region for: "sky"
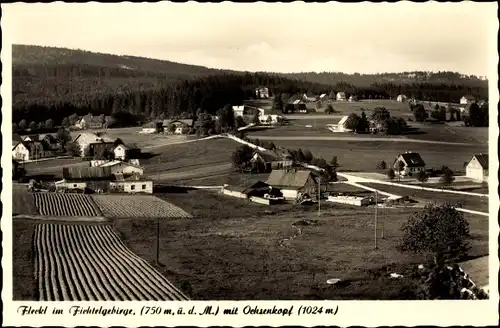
[2,1,498,76]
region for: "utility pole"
[375,191,378,249]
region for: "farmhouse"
[326,116,352,132]
[255,87,269,99]
[163,119,193,134]
[55,165,113,192]
[75,114,105,129]
[141,122,164,134]
[109,174,154,194]
[12,141,30,161]
[266,169,317,199]
[396,95,407,102]
[465,154,489,182]
[73,132,109,156]
[98,160,144,175]
[337,92,345,101]
[113,143,141,161]
[233,106,245,117]
[12,141,49,161]
[460,95,476,105]
[393,151,425,176]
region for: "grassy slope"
[116,191,488,300]
[363,183,488,212]
[12,219,37,301]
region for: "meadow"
[111,191,488,300]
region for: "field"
[360,183,488,213]
[34,224,186,301]
[142,138,239,181]
[112,191,488,300]
[34,192,101,216]
[247,140,488,172]
[92,195,191,218]
[12,184,38,215]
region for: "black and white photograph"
[2,1,498,325]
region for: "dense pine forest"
[12,45,488,125]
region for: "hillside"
[12,45,488,125]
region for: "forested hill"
[282,71,488,88]
[12,45,488,124]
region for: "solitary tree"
[387,167,396,180]
[417,171,429,183]
[397,204,470,264]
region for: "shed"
[266,169,317,199]
[465,154,489,182]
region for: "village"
[12,87,489,299]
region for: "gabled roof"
[398,152,425,167]
[469,154,489,170]
[98,160,144,170]
[80,114,102,124]
[63,165,113,180]
[115,143,140,150]
[163,119,193,127]
[266,170,314,189]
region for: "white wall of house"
[107,163,144,175]
[465,157,488,182]
[280,189,298,199]
[113,145,127,160]
[142,128,156,134]
[12,143,30,161]
[222,189,248,198]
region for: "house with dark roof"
[266,169,318,200]
[393,151,425,176]
[465,154,489,182]
[75,114,106,129]
[250,150,293,172]
[113,143,141,161]
[460,95,476,105]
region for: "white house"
[396,95,407,102]
[12,141,30,161]
[259,114,282,124]
[255,87,269,99]
[233,106,245,117]
[393,151,425,176]
[113,144,141,161]
[266,170,318,200]
[460,96,476,105]
[326,116,352,132]
[73,132,104,156]
[99,160,144,175]
[465,154,489,182]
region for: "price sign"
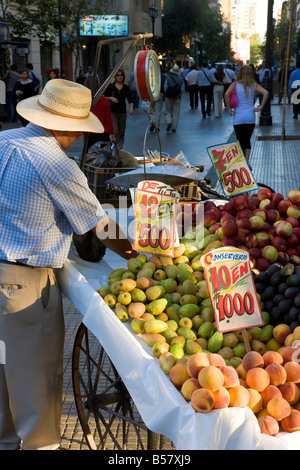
[201,247,264,332]
[207,141,258,197]
[134,181,179,258]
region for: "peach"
[242,351,264,372]
[257,415,279,436]
[261,385,282,407]
[273,323,292,344]
[280,410,300,432]
[247,388,263,414]
[280,346,295,363]
[266,363,287,386]
[246,367,270,392]
[220,366,239,388]
[284,361,300,383]
[213,387,230,409]
[180,377,200,401]
[169,363,190,389]
[267,397,292,421]
[198,366,224,392]
[191,388,215,413]
[207,353,226,367]
[187,352,210,378]
[279,382,300,405]
[227,385,250,408]
[263,351,283,367]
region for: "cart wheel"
[72,323,168,450]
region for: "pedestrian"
[150,70,166,132]
[213,64,226,118]
[3,64,22,122]
[88,96,116,147]
[14,68,36,126]
[105,69,133,148]
[288,61,300,119]
[0,79,137,450]
[225,65,269,162]
[164,65,185,132]
[128,72,140,109]
[26,64,42,95]
[76,69,86,85]
[197,64,213,119]
[185,65,199,109]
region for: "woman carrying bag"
[225,65,269,162]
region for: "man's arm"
[93,217,138,259]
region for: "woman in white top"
[225,65,269,162]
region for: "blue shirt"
[0,123,106,268]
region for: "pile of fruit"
[98,189,300,435]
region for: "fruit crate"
[84,163,132,202]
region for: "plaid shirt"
[0,123,106,268]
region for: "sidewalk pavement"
[2,93,300,450]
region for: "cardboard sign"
[201,247,264,332]
[207,141,258,197]
[133,181,179,258]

§ Given instruction: Copy every one of the rows above word for word, leaving out the pictures.

§ Solved exercise:
region for: "sky"
[2,1,498,76]
region for: "utility pole"
[375,191,378,249]
region for: "farmhouse"
[326,116,352,132]
[255,87,269,99]
[163,119,193,134]
[55,165,113,192]
[75,114,105,129]
[141,122,164,134]
[109,174,154,194]
[12,141,30,161]
[266,169,317,199]
[396,95,407,102]
[465,154,489,182]
[73,132,109,156]
[98,160,144,175]
[337,92,345,101]
[113,143,141,161]
[233,106,245,117]
[12,141,49,161]
[460,95,476,105]
[393,151,425,176]
region for: "grassy slope"
[116,191,488,300]
[363,183,488,212]
[12,219,37,301]
region for: "meadow"
[111,191,488,300]
region for: "field"
[360,183,488,213]
[34,224,186,301]
[142,138,239,181]
[112,191,488,300]
[34,192,101,216]
[247,140,488,172]
[92,195,191,218]
[12,184,38,215]
region for: "black and white photograph"
[2,1,498,325]
region for: "dense pine forest"
[12,45,488,125]
region for: "hillside"
[12,45,488,125]
region for: "forested hill"
[282,71,488,88]
[12,45,488,124]
region for: "solitary tree"
[387,167,396,180]
[417,171,429,183]
[397,204,470,264]
region for: "shed"
[266,169,317,199]
[465,154,489,182]
region for: "village"
[12,87,489,299]
region for: "gabled roof"
[398,152,425,167]
[469,154,489,170]
[98,160,144,170]
[80,114,102,124]
[63,165,113,180]
[115,143,140,150]
[163,119,193,127]
[266,170,314,189]
region for: "white wall of house"
[107,163,144,175]
[465,157,488,182]
[280,189,298,199]
[113,145,127,160]
[142,128,156,134]
[12,143,30,161]
[222,189,248,198]
region for: "house with dark roof"
[266,169,318,200]
[393,151,425,176]
[465,154,489,182]
[75,114,106,129]
[250,150,293,172]
[113,143,141,161]
[460,95,476,105]
region for: "white house"
[396,95,407,102]
[12,141,30,161]
[259,114,282,124]
[255,87,269,99]
[233,106,245,117]
[393,151,425,176]
[113,144,141,161]
[266,170,318,200]
[460,96,476,105]
[326,116,352,132]
[73,132,104,156]
[99,160,144,175]
[465,154,489,182]
region for: "price sign"
[201,247,264,332]
[207,141,258,197]
[134,181,179,258]
region for: "peach"
[242,351,264,372]
[257,415,279,436]
[261,385,282,407]
[273,323,292,344]
[280,410,300,432]
[247,388,263,414]
[280,346,295,363]
[266,363,287,386]
[246,367,270,392]
[220,366,239,388]
[284,361,300,383]
[213,387,230,409]
[180,377,200,401]
[169,363,190,389]
[267,397,292,421]
[198,366,224,392]
[191,388,215,413]
[207,353,226,367]
[187,352,210,378]
[279,382,300,405]
[227,385,250,408]
[263,351,283,367]
region for: "cart wheel"
[72,323,168,450]
region for: "pedestrian"
[150,70,166,132]
[213,64,226,118]
[3,64,22,122]
[88,96,116,147]
[14,68,36,126]
[105,69,133,148]
[288,61,300,119]
[0,79,137,450]
[225,65,269,162]
[164,65,185,132]
[128,72,140,109]
[26,64,42,95]
[76,69,86,85]
[197,64,213,119]
[185,65,199,109]
region for: "woman carrying bag"
[225,65,269,162]
region for: "man's arm"
[93,217,138,259]
region for: "woman in white top"
[225,65,269,162]
region for: "blue shirt"
[0,123,106,268]
region for: "pile of fruit"
[98,189,300,435]
region for: "fruit crate"
[84,163,132,202]
region for: "plaid shirt"
[0,123,106,268]
region for: "sidewalk pavement"
[2,93,300,450]
region for: "cardboard sign"
[201,247,264,332]
[207,141,258,197]
[133,181,179,258]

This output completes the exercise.